[RECORDS SUPPLIED — start]

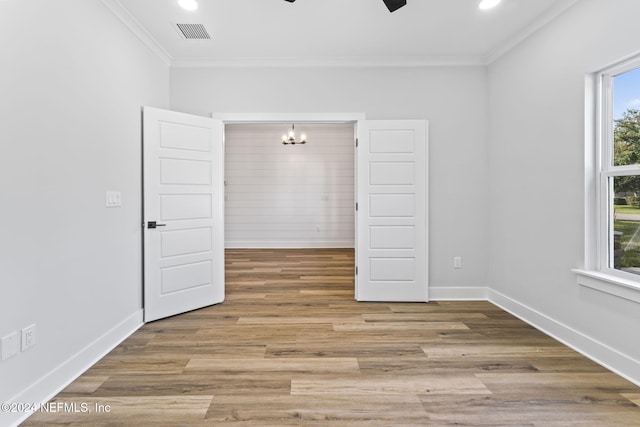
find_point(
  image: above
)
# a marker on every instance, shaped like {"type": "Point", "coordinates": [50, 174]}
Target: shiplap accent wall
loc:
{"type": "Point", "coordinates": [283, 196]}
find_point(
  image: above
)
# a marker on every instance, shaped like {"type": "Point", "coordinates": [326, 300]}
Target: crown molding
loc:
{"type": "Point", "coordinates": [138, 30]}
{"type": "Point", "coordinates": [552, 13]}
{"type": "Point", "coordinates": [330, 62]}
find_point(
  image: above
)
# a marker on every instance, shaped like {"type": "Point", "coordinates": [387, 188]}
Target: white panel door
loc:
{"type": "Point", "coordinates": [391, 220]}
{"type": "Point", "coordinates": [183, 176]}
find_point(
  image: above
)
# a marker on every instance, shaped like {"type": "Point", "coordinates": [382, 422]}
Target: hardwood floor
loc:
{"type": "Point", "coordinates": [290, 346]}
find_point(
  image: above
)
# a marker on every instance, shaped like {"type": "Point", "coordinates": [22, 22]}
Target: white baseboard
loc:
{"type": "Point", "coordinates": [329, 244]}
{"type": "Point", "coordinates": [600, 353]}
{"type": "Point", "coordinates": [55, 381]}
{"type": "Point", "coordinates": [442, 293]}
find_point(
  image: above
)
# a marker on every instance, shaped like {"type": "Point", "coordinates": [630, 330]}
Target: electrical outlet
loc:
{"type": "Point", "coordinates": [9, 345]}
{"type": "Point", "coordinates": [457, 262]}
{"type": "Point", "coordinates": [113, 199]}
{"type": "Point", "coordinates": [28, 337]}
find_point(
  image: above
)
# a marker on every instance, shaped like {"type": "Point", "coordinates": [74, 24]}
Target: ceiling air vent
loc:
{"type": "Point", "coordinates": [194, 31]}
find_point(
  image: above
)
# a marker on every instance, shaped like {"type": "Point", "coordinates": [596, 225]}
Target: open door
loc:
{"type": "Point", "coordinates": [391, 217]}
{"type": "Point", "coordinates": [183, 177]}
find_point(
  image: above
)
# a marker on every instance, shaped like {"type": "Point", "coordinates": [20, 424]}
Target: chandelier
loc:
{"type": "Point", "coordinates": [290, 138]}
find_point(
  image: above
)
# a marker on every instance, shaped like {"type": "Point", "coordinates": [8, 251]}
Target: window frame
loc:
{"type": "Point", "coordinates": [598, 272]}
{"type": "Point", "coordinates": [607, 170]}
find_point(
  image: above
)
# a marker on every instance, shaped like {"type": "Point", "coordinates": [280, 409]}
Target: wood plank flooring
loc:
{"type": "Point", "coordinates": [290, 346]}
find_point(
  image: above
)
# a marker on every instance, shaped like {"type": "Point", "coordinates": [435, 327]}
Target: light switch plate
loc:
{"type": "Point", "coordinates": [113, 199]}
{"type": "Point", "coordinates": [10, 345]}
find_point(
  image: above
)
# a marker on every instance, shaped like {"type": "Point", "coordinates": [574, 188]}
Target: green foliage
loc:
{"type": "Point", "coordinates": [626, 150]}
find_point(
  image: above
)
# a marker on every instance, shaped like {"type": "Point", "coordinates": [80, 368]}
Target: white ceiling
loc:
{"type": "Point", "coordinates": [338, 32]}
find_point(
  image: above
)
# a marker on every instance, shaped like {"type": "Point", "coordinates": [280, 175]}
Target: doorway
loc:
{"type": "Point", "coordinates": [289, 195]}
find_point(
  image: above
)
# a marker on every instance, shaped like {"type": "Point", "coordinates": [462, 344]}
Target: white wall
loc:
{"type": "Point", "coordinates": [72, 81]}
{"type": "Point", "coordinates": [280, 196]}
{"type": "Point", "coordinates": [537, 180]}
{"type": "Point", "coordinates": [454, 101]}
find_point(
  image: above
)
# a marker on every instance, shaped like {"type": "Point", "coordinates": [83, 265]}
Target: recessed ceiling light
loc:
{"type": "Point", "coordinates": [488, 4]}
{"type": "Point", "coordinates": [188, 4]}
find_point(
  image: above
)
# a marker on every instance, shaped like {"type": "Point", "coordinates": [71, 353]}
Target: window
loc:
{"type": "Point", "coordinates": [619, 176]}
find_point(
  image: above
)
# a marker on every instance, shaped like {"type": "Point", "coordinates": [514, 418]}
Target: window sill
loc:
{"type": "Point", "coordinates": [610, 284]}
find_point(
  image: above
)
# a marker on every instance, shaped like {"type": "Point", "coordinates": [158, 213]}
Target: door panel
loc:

[RECORDS SUPPLIED — finish]
[RECORDS SUPPLIED — start]

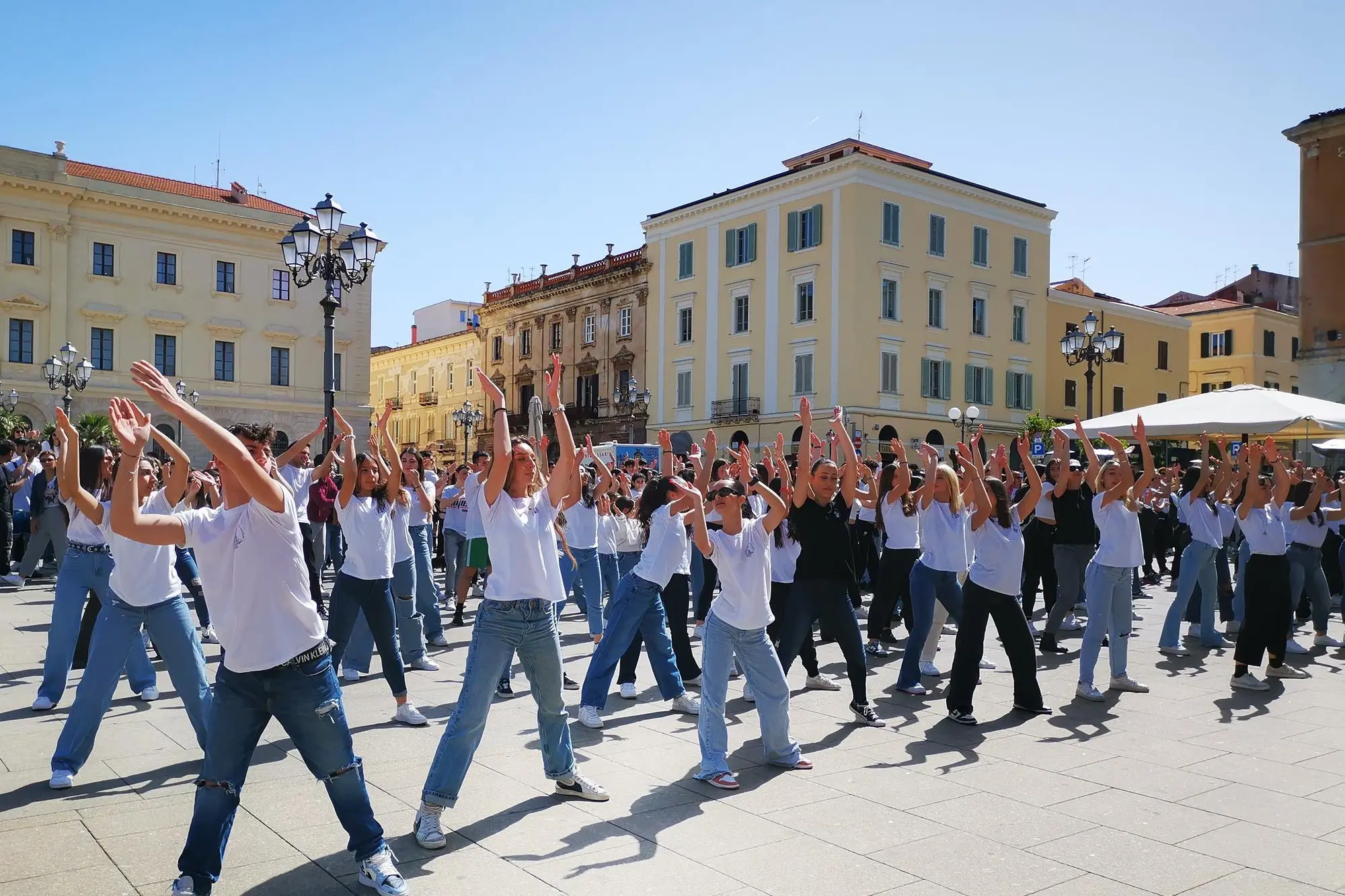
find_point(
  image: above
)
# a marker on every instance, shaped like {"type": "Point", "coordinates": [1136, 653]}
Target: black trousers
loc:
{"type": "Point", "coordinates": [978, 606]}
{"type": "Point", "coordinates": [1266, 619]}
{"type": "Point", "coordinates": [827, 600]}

[RECORDS SUPPLIED — finish]

→ WHAT THIS TASK INVOLVES
Which lines of the data contain the word "wall"? Copy each one.

→ RESPONSE
Target: shiplap accent wall
Target: white wall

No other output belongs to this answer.